**Excerpts from a dataset**
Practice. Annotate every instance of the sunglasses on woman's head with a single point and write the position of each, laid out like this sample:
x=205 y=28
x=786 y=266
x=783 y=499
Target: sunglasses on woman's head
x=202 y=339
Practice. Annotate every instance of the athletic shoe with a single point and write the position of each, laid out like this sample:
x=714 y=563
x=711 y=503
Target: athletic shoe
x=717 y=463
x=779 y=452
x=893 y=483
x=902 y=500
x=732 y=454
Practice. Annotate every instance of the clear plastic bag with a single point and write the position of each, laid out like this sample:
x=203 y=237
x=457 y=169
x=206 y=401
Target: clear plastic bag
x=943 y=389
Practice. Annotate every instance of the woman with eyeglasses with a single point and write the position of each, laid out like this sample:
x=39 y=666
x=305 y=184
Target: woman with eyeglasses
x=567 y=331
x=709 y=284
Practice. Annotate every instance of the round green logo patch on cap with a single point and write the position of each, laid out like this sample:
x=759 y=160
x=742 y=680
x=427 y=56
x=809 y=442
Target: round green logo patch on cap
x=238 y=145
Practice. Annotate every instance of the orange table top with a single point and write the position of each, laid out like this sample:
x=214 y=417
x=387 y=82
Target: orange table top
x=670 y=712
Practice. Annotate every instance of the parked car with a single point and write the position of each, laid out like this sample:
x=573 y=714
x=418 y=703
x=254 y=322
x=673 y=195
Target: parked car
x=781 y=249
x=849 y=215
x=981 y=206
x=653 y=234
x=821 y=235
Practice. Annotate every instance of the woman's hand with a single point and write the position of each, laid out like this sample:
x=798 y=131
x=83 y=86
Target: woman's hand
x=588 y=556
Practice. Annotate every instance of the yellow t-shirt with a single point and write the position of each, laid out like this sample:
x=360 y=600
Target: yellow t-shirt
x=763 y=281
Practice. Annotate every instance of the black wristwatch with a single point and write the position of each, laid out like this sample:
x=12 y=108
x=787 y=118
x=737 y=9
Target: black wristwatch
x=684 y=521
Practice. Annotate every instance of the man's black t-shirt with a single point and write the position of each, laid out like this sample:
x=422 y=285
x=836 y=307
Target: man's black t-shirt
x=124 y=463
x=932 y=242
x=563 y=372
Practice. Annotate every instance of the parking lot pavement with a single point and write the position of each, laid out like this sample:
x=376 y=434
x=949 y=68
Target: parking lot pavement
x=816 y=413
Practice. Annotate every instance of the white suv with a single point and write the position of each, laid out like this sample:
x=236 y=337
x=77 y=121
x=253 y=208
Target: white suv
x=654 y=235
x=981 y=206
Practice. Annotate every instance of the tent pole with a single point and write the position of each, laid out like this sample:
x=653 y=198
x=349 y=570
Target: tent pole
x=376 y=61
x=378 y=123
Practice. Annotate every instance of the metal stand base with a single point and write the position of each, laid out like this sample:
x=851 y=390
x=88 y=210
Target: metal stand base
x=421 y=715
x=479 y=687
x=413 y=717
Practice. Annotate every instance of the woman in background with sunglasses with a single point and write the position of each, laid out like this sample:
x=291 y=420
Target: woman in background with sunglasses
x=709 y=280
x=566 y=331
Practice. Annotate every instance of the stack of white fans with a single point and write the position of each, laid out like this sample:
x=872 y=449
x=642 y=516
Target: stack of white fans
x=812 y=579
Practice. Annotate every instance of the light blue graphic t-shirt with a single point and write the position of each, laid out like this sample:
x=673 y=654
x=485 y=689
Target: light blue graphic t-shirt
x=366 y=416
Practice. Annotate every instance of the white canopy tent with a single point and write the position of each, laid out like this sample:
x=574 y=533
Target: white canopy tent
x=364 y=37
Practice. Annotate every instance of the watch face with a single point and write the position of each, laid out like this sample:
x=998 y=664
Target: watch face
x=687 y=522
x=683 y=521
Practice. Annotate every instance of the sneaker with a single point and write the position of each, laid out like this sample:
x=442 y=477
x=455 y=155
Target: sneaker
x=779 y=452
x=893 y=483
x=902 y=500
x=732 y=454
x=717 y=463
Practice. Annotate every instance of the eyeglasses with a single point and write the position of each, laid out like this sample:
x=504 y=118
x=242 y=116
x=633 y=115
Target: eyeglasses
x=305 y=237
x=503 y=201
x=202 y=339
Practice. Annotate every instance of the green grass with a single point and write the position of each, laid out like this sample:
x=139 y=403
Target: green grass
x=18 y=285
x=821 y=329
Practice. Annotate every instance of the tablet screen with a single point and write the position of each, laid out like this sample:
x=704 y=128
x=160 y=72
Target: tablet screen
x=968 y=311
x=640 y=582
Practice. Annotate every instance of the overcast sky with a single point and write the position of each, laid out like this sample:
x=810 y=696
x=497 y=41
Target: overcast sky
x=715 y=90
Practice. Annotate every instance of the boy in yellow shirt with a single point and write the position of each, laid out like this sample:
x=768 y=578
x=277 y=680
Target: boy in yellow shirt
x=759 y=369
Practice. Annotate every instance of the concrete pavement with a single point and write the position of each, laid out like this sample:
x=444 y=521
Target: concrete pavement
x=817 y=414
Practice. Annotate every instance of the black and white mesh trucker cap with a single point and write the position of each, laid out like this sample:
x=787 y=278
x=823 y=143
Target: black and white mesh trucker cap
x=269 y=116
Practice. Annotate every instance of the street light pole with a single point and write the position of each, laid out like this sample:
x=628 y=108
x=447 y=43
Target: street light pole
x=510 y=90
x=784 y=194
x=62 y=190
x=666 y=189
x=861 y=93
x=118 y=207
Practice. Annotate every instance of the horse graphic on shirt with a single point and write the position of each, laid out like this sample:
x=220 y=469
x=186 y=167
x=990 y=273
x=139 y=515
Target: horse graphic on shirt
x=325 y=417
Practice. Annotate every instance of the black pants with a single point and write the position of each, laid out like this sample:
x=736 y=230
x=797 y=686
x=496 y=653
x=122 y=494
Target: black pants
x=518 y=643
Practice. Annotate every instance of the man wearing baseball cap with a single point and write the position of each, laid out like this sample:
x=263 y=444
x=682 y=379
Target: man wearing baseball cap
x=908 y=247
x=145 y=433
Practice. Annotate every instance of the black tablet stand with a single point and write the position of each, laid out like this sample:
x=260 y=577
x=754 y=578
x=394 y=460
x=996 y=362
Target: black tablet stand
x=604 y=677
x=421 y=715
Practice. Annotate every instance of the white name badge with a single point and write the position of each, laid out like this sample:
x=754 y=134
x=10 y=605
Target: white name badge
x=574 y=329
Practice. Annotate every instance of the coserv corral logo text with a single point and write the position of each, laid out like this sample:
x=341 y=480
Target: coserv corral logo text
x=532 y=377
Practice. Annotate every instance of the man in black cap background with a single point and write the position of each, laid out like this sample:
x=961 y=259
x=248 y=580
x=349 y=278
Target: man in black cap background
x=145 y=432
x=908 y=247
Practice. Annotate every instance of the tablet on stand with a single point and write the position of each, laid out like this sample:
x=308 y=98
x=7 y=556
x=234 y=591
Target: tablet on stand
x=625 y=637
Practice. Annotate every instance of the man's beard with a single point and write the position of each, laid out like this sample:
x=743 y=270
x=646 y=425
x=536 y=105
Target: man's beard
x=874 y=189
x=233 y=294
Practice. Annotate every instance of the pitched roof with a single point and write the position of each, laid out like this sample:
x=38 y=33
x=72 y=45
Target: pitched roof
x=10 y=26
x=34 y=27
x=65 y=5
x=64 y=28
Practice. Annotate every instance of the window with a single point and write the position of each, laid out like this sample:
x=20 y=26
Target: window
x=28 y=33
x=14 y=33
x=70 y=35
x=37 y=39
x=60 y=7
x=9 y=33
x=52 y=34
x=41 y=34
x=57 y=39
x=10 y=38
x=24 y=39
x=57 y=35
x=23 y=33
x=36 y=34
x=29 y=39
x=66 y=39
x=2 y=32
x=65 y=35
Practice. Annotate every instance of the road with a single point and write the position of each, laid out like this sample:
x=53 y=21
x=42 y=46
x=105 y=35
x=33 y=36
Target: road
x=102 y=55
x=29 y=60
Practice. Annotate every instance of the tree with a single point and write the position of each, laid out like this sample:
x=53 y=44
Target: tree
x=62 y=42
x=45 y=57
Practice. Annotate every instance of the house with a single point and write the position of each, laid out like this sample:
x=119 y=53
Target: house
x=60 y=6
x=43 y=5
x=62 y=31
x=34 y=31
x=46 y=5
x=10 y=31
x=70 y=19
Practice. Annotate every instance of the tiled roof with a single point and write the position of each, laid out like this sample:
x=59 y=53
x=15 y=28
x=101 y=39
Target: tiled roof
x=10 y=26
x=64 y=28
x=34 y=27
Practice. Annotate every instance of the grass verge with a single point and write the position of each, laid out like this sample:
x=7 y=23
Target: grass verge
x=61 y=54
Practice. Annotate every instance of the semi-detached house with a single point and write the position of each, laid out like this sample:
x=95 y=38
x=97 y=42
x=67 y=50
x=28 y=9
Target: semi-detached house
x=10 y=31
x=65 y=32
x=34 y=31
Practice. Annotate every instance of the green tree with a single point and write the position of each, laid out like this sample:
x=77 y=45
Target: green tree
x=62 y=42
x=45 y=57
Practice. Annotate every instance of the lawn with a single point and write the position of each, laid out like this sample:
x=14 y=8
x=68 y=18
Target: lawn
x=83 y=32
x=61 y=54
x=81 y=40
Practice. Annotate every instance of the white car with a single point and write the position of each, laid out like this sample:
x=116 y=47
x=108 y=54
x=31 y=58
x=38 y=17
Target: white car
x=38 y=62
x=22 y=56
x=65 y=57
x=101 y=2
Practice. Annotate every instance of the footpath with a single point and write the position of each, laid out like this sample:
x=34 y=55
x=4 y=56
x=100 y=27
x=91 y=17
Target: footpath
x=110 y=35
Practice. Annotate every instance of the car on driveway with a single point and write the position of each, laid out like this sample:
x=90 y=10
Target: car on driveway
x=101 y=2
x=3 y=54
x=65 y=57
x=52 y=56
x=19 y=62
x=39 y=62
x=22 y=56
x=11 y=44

**YOUR GOAL**
In the data above, retype exactly and only the lines between the one holding "x=485 y=689" and the one holding "x=242 y=116", inclusive.

**TASK ANSWER**
x=485 y=689
Target: light blue graphic t-shirt
x=366 y=416
Practice. Annotate every instance of the white canopy tent with a single point and write the position of each, laid out like this sample:
x=574 y=533
Target: white canopy tent
x=364 y=37
Practice. Annotate every instance of the watch face with a single point and write the position of each, laid out like this sample:
x=998 y=664
Target: watch face
x=687 y=522
x=683 y=521
Practice. Annotate every instance of the sneaker with a single point and write the position of each, laid out like this sample:
x=442 y=477
x=455 y=155
Target: sneaker
x=779 y=452
x=893 y=483
x=902 y=500
x=732 y=454
x=717 y=463
Practice. Annotate every instance of the eyeglasses with a single point and write the position of each, laid out like this sample:
x=504 y=118
x=242 y=116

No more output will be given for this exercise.